*TO DO*
Give all of the items below as a numbered list, skipping any blank lines and leaving out the pictures.

>> Start RECORDS FOR PROCESSING

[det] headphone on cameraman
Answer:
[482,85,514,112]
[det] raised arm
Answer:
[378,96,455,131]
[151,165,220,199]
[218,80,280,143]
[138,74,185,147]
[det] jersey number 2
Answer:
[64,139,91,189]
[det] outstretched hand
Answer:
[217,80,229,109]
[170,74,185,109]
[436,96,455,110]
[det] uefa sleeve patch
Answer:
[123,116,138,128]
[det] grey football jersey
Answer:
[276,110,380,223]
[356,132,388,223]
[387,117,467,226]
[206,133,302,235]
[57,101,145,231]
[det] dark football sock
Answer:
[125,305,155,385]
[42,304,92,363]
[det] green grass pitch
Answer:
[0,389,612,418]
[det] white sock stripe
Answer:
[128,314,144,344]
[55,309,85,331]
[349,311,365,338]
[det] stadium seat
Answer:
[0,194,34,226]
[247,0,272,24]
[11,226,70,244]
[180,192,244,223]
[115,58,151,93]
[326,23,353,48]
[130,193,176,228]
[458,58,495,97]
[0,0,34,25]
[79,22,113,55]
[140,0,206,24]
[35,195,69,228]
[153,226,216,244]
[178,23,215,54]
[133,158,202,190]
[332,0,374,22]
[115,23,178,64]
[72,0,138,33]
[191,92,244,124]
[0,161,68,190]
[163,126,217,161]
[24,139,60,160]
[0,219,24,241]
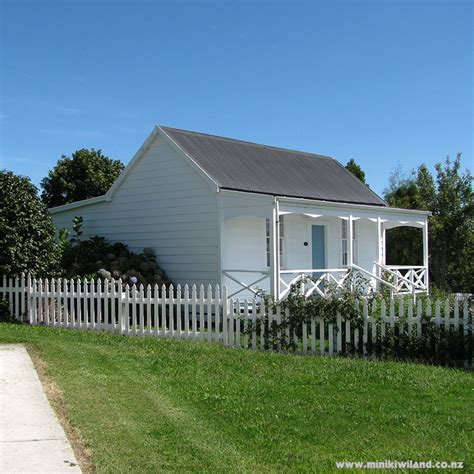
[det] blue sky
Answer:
[0,0,473,193]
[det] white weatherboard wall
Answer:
[52,133,219,285]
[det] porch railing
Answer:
[222,263,428,300]
[222,270,270,298]
[280,268,349,299]
[375,263,428,295]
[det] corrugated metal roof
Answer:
[161,127,386,206]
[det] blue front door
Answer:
[311,225,326,276]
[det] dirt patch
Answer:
[26,346,96,474]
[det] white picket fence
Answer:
[0,275,474,366]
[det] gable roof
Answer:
[159,126,386,206]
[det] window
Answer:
[341,219,357,267]
[265,216,285,268]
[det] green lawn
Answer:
[0,324,474,472]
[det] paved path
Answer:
[0,344,81,474]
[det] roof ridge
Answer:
[158,125,337,162]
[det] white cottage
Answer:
[50,126,429,298]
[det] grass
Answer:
[0,324,474,472]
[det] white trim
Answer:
[219,188,431,216]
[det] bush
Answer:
[60,217,169,286]
[0,170,60,276]
[41,148,124,207]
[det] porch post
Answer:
[270,198,280,300]
[381,224,387,266]
[423,218,430,293]
[347,213,354,268]
[375,216,383,278]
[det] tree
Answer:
[0,170,59,276]
[346,158,368,186]
[41,148,124,207]
[385,153,474,292]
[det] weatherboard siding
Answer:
[53,137,218,284]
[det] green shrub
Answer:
[244,274,474,366]
[60,217,169,286]
[0,171,60,276]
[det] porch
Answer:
[220,196,429,300]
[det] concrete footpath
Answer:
[0,344,81,474]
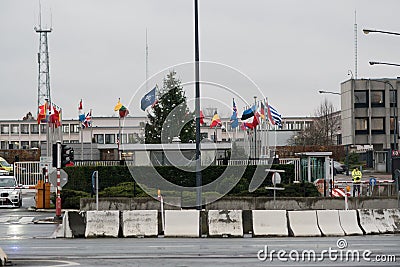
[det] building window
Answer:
[354,91,368,108]
[31,124,39,134]
[11,124,19,134]
[371,118,385,134]
[117,134,127,144]
[9,141,19,149]
[105,134,115,144]
[21,124,29,134]
[21,141,29,149]
[1,141,8,149]
[62,124,69,133]
[31,141,39,148]
[94,134,104,144]
[40,124,47,134]
[371,91,385,107]
[1,124,10,134]
[355,118,368,134]
[128,134,137,144]
[70,124,79,133]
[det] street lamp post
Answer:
[194,0,202,210]
[363,29,400,177]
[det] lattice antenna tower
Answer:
[354,10,358,80]
[34,2,52,108]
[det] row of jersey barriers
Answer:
[57,209,400,238]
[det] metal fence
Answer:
[74,160,134,166]
[14,161,42,186]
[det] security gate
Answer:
[14,161,42,186]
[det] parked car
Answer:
[0,157,13,173]
[0,176,22,208]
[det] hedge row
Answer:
[64,164,294,194]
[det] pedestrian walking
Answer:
[351,168,362,197]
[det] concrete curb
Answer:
[0,248,8,266]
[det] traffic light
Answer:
[61,145,74,168]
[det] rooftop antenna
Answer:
[146,28,149,92]
[354,10,358,80]
[34,0,52,156]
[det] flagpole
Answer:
[90,110,93,160]
[117,116,121,160]
[80,122,83,160]
[194,0,203,213]
[254,96,257,159]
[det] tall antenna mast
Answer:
[34,2,52,107]
[34,1,52,156]
[354,10,358,80]
[146,28,149,92]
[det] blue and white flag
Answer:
[240,105,256,121]
[140,87,156,111]
[268,104,282,128]
[231,99,239,129]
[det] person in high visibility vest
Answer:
[351,168,362,197]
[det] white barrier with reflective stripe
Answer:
[317,210,344,236]
[373,209,394,234]
[208,210,243,236]
[121,210,158,237]
[339,210,363,235]
[358,209,379,235]
[384,209,400,233]
[288,210,321,236]
[85,210,119,237]
[251,210,289,236]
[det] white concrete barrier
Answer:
[85,210,119,237]
[384,209,400,233]
[251,210,289,236]
[358,209,379,235]
[339,210,363,235]
[317,210,344,236]
[288,210,321,236]
[121,210,158,237]
[164,210,200,237]
[208,210,243,236]
[373,209,394,234]
[0,248,8,266]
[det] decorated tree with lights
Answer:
[145,71,196,144]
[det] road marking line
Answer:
[18,217,35,224]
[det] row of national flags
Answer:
[37,101,61,128]
[231,99,282,130]
[139,86,282,130]
[37,86,282,130]
[78,99,92,129]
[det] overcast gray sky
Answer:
[0,0,400,119]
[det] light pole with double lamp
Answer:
[363,29,400,197]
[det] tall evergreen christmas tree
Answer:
[145,71,196,144]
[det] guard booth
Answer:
[392,150,400,177]
[296,152,333,183]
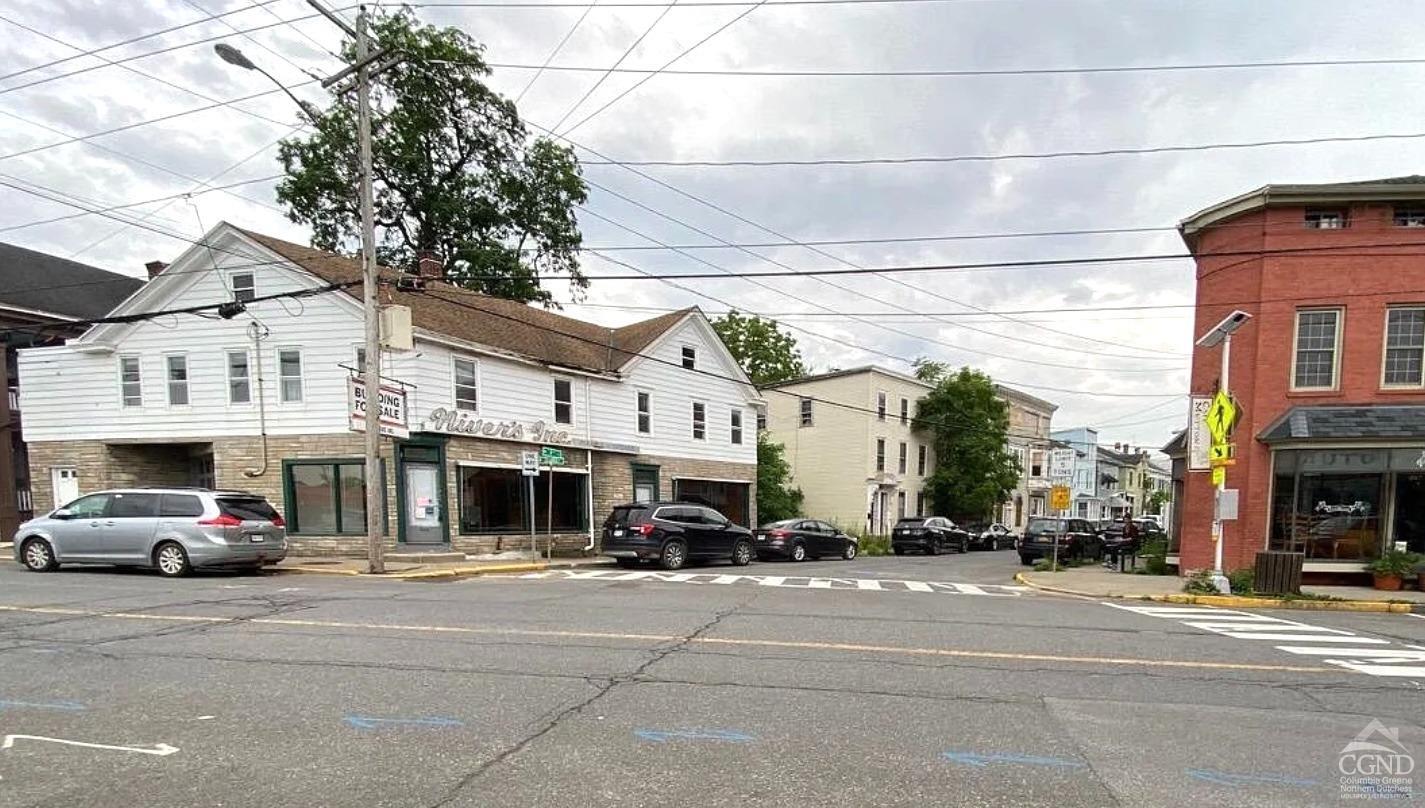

>> End RECORDS FOR PROCESSING

*RESULT OF THIS EXERCISE*
1. [det] headphone on cameraman
2. Answer:
3. [482,85,514,112]
4. [det] raised arm
5. Answer:
6. [378,96,455,131]
7. [151,165,220,199]
8. [218,80,280,143]
9. [138,74,185,147]
10. [det] jersey number 2
11. Answer:
12. [64,139,91,189]
13. [det] outstretched hand
14. Answer:
15. [217,80,229,109]
16. [170,74,185,109]
17. [436,96,455,110]
18. [det] uefa sleeve patch
19. Answer:
20. [123,116,138,128]
21. [det] grey football jersey
22. Answer:
23. [276,110,380,223]
24. [356,132,388,223]
25. [387,117,467,226]
26. [206,133,302,235]
27. [57,101,145,231]
28. [det] dark football sock
29. Answer:
30. [125,305,155,385]
31. [42,304,92,363]
32. [det] green grass pitch
33. Answer:
34. [0,389,612,418]
35. [det] white sock stripe
36. Answer:
37. [128,314,144,344]
38. [55,309,85,331]
39. [349,311,365,338]
40. [det] stadium seat
41. Answer:
42. [0,194,34,226]
43. [247,0,272,24]
44. [11,226,70,244]
45. [180,192,244,223]
46. [115,58,151,93]
47. [326,23,353,48]
48. [130,193,176,228]
49. [458,58,495,97]
50. [0,0,34,25]
51. [79,22,113,55]
52. [140,0,206,24]
53. [35,195,69,228]
54. [153,226,216,244]
55. [178,23,215,54]
56. [133,158,202,190]
57. [332,0,374,22]
58. [115,23,178,64]
59. [72,0,138,33]
60. [191,92,244,124]
61. [0,161,68,190]
62. [163,126,217,161]
63. [24,139,60,160]
64. [0,219,24,241]
65. [det] blue sky
66. Answer:
67. [0,0,473,193]
68. [det] white weatherboard wall
69. Answer:
70. [52,133,219,285]
71. [det] porch railing
72. Answer:
73. [222,263,428,300]
74. [222,270,270,298]
75. [280,268,349,299]
76. [375,263,428,295]
77. [det] corrugated metal roof
78. Answer:
79. [161,127,386,206]
80. [det] blue front door
81. Answer:
82. [311,225,326,276]
83. [det] dirt patch
84. Answer:
85. [26,346,96,474]
86. [det] white picket fence
87. Answer:
88. [0,275,474,366]
89. [det] gable roof
90. Answer:
91. [159,126,386,206]
92. [det] window
93. Answer:
94. [341,219,357,267]
95. [265,216,285,268]
96. [det] green lawn
97. Answer:
98. [0,324,474,472]
99. [det] paved path
100. Answer:
101. [0,344,81,474]
102. [det] roof ridge
103. Answer:
104. [158,125,337,162]
105. [det] white cottage
106. Answer:
107. [50,126,429,298]
108. [det] grass
109. Answer:
110. [0,324,474,472]
111. [det] white trim
112. Answer:
113. [219,188,431,216]
114. [det] bush
115. Answer:
116. [60,217,169,286]
117. [0,170,60,276]
118. [41,148,124,207]
119. [det] porch post
120. Answer:
121. [270,198,280,300]
122. [381,224,387,266]
123. [423,218,430,293]
124. [347,213,354,268]
125. [375,216,383,278]
126. [det] tree
127. Answer:
128. [0,170,59,276]
129. [346,158,368,186]
130. [41,148,124,207]
131. [385,153,474,292]
132. [det] weatherboard siding
133. Answer:
134. [53,137,218,284]
135. [det] green shrub
136. Answer:
137. [244,274,474,366]
138. [60,217,169,286]
139. [0,171,60,276]
140. [det] porch
141. Answer:
142. [220,196,429,300]
143. [det] concrete footpath
144. Answer:
145. [0,344,81,474]
146. [det] building window
147. Answer:
148. [354,91,368,108]
149. [31,124,39,134]
150. [11,124,19,134]
151. [371,118,385,134]
152. [117,134,127,144]
153. [9,141,19,149]
154. [105,134,115,144]
155. [21,124,29,134]
156. [21,141,29,149]
157. [1,141,8,149]
158. [62,124,69,133]
159. [31,141,39,148]
160. [94,134,104,144]
161. [40,124,47,134]
162. [371,91,385,107]
163. [1,124,10,134]
164. [355,118,368,134]
165. [128,134,137,144]
166. [70,124,79,133]
167. [det] street lamp post
168. Answer:
169. [194,0,202,210]
170. [363,29,400,177]
171. [det] lattice antenna tower
172. Answer:
173. [354,10,358,80]
174. [34,2,52,108]
175. [det] row of jersey barriers
176. Answer:
177. [57,209,400,238]
178. [det] metal fence
179. Answer:
180. [74,160,134,166]
181. [14,161,42,186]
182. [det] security gate
183. Answer:
184. [14,161,42,186]
185. [det] parked car
186. Answer:
187. [0,157,13,173]
188. [0,176,22,208]
189. [det] hedge row
190. Answer:
191. [64,164,294,194]
192. [det] pedestrian walking
193. Answer:
194. [351,168,362,197]
195. [det] concrete curb
196. Answer:
197. [0,248,8,266]
198. [det] traffic light
199. Answer:
200. [61,145,74,168]
201. [det] rooftop antenna
202. Answer:
203. [146,28,149,92]
204. [354,10,358,80]
205. [34,0,52,156]
206. [det] flagpole
207. Answer:
208. [90,110,93,160]
209. [117,116,121,160]
210. [80,122,83,160]
211. [194,0,203,213]
212. [254,96,257,159]
213. [det] tall antenna mast
214. Answer:
215. [34,2,52,107]
216. [34,1,52,156]
217. [354,10,358,80]
218. [146,28,149,92]
219. [det] blue and white flag
220. Answer:
221. [240,105,256,121]
222. [140,87,156,111]
223. [268,104,282,128]
224. [231,99,239,129]
225. [det] person in high visibility vest
226. Answer:
227. [351,168,362,197]
228. [det] white barrier with reflective stripe
229. Answer:
230. [317,210,344,236]
231. [373,209,394,234]
232. [208,210,243,236]
233. [121,210,158,237]
234. [339,210,363,235]
235. [358,209,379,235]
236. [384,209,400,233]
237. [288,210,321,236]
238. [85,210,119,237]
239. [251,210,289,236]
240. [det] white concrete barrier
241. Answer:
242. [85,210,119,237]
243. [384,209,400,233]
244. [251,210,289,236]
245. [358,209,379,235]
246. [339,210,363,235]
247. [317,210,344,236]
248. [288,210,321,236]
249. [121,210,158,237]
250. [164,210,200,237]
251. [208,210,243,236]
252. [373,209,394,234]
253. [0,248,8,266]
254. [det] decorated tree with lights
255. Answer:
256. [145,71,196,144]
257. [det] road marking line
258. Answer:
259. [18,217,35,224]
260. [det] row of national flags
261. Answer:
262. [37,101,61,128]
263. [231,99,282,130]
264. [139,86,282,130]
265. [37,86,282,130]
266. [78,99,92,129]
267. [det] overcast gray sky
268. Answer:
269. [0,0,400,119]
270. [det] light pole with double lamp
271. Answer:
272. [363,29,400,197]
273. [det] tall evergreen christmas tree
274. Answer:
275. [145,71,196,144]
276. [det] guard booth
277. Answer:
278. [392,150,400,177]
279. [296,152,333,183]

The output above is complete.